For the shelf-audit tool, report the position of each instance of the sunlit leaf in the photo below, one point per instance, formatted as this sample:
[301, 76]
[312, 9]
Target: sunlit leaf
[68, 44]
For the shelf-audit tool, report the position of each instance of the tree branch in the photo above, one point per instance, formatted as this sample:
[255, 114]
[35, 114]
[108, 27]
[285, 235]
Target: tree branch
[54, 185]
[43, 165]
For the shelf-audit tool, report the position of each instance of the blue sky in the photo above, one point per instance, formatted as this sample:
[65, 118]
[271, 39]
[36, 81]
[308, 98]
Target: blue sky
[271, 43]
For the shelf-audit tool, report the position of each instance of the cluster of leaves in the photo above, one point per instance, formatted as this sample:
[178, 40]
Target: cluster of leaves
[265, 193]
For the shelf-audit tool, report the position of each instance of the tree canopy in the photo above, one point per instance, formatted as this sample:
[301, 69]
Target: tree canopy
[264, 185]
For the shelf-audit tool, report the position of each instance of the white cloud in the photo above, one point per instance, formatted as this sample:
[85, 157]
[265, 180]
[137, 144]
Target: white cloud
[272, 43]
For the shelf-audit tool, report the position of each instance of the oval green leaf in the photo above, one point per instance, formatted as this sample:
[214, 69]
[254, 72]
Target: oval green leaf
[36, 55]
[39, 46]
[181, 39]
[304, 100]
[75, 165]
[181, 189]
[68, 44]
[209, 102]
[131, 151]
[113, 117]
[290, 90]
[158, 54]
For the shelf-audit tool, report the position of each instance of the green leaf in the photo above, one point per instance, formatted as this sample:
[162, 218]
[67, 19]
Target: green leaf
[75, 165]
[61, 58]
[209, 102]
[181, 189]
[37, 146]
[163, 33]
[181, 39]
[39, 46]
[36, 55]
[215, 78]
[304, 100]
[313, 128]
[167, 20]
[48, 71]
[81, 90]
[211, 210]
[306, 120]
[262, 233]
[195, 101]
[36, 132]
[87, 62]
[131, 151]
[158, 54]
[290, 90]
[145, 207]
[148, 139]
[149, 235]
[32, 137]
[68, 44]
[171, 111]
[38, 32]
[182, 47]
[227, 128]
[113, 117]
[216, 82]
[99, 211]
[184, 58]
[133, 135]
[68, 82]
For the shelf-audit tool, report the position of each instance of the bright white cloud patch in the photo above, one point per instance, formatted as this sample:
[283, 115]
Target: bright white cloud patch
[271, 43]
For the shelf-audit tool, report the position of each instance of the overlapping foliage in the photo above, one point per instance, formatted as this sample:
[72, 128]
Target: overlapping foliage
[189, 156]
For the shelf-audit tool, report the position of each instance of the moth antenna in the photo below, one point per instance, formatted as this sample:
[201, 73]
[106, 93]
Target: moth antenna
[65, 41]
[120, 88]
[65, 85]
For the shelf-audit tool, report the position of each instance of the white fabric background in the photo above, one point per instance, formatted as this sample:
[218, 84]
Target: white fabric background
******************************
◆ WRITTEN INSTRUCTION
Copy the lines of the items above verbatim, starting with the line that contains "of the moth" and going on through the last line of the items.

◆ EXERCISE OUTPUT
For the shelf-audit tool, report the position of each instance of the moth antenna in the photo below, one point per instance, formatted as this sample:
[201, 73]
[106, 93]
Target: moth antenna
[65, 41]
[120, 88]
[65, 85]
For the shelf-audit tool, report the position of each instance of the white fabric background in the photo above, one point per instance, formatted as this sample:
[218, 84]
Target: white fabric background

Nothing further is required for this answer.